» Brief
Work through the entries below and show every line in which "trunk" is found.

» Input
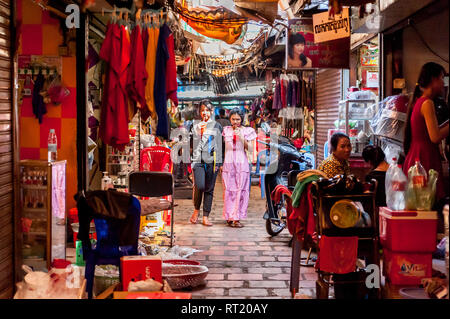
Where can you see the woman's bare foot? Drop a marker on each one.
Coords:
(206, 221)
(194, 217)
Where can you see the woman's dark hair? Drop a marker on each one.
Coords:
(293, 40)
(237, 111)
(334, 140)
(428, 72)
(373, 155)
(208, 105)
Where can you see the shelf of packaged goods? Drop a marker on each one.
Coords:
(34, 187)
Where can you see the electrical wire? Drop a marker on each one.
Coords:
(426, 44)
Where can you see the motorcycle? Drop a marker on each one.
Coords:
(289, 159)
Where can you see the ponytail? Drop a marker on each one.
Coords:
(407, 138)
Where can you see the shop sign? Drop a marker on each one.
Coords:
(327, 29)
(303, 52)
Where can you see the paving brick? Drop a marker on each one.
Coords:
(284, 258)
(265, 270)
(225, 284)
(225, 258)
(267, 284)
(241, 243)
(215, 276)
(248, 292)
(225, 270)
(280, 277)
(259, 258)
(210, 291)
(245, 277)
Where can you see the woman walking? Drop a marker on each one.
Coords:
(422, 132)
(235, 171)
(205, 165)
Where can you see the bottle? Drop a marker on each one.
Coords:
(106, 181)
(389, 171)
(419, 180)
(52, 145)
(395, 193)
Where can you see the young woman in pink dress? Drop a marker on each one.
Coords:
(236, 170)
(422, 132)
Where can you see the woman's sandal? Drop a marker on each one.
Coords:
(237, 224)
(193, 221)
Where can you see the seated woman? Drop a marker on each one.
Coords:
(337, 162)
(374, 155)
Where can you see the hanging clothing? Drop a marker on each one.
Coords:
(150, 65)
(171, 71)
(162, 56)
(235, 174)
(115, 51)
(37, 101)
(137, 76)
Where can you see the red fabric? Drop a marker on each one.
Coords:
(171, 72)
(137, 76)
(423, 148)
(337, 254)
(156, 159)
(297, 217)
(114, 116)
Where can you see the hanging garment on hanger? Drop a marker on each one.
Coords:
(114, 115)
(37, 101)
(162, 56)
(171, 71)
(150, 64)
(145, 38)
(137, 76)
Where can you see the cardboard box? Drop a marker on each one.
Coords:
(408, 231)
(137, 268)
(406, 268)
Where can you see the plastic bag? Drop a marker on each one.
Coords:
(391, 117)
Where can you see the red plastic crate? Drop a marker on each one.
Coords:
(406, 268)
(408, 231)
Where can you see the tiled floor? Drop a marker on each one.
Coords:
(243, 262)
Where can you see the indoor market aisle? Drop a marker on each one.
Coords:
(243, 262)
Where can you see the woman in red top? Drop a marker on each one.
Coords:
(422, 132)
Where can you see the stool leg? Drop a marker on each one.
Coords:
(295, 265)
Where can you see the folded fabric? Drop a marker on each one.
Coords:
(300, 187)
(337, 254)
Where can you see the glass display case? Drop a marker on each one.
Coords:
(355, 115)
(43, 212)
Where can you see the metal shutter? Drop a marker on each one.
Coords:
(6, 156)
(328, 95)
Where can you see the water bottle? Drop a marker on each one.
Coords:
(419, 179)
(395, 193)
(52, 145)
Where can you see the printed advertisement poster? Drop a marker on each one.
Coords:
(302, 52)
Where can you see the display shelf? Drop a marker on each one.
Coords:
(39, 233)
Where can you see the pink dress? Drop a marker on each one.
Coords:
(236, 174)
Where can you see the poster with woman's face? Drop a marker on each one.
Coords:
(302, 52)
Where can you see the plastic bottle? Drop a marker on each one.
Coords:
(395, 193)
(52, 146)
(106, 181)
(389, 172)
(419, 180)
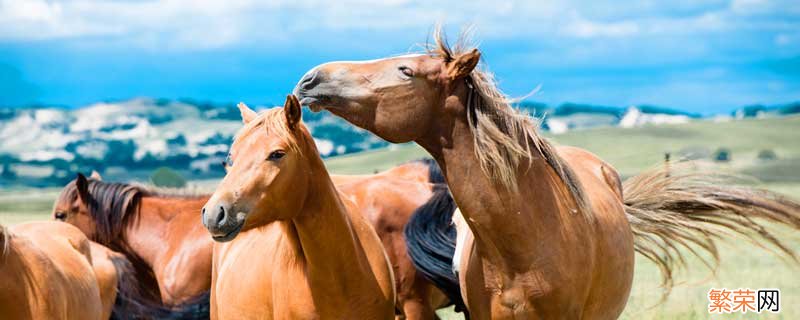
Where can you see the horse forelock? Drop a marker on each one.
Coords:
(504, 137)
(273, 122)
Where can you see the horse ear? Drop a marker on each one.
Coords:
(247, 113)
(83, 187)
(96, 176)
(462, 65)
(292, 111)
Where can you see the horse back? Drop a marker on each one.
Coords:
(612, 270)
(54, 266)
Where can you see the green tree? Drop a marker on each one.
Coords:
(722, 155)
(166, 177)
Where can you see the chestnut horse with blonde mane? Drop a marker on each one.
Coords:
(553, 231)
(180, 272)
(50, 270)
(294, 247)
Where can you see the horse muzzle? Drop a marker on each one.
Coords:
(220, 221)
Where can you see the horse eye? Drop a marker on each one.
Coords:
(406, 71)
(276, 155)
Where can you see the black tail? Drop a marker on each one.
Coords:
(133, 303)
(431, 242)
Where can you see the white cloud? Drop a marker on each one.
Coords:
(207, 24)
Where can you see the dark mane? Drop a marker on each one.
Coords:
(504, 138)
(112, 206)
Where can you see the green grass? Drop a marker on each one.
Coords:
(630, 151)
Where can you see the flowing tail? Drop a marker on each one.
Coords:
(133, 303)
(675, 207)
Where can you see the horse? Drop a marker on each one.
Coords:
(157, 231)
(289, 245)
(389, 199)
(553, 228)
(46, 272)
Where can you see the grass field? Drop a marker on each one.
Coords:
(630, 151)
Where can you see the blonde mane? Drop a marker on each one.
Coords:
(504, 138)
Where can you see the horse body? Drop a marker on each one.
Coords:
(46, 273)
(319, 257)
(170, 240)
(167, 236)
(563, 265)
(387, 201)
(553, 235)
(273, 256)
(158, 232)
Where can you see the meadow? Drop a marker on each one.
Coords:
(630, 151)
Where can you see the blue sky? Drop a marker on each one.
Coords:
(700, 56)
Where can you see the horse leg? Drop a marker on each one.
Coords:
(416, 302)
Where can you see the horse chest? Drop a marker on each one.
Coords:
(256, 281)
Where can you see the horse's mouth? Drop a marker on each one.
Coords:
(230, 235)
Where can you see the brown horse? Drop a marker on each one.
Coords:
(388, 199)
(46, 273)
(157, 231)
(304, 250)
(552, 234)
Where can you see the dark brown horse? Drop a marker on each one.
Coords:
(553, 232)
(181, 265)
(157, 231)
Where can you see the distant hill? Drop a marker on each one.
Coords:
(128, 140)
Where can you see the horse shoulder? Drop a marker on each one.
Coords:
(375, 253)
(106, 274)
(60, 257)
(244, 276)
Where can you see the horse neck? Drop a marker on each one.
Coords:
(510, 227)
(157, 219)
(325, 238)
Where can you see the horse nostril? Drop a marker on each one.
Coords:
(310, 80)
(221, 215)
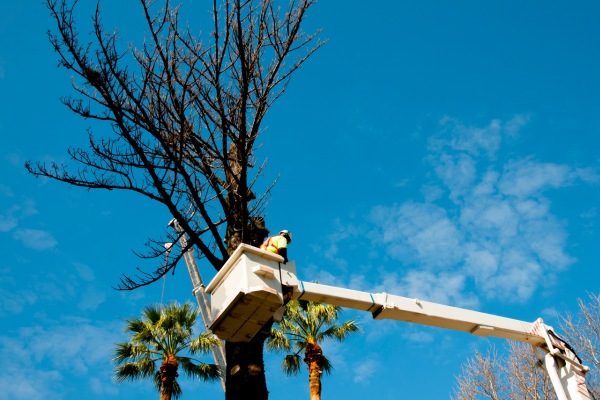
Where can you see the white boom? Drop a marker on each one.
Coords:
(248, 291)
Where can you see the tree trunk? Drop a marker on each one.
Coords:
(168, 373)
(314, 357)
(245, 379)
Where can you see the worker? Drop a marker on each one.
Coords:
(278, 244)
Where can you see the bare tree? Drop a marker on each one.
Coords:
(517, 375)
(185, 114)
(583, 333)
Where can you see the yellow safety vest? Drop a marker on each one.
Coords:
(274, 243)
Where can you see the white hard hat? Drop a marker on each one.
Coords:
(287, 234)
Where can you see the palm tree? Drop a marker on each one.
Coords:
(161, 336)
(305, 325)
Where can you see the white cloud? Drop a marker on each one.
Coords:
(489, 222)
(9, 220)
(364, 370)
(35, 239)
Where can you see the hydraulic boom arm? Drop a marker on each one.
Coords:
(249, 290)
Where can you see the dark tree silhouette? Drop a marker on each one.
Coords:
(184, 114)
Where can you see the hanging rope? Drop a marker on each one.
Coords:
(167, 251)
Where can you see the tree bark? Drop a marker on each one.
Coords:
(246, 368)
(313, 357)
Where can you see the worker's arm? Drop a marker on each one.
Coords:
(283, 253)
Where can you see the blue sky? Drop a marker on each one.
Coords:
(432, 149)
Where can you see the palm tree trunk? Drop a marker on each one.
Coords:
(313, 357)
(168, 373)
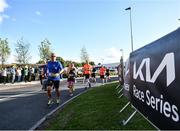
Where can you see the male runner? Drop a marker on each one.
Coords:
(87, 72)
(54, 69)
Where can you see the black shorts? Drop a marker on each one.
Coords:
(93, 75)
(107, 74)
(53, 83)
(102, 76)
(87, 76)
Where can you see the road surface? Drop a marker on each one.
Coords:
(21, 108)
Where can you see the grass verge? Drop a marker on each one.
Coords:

» Response to the exercise
Where can you see the tree trunk? Drop a marker on each one.
Where can you see the palm tree trunk? Drop a marker on each one.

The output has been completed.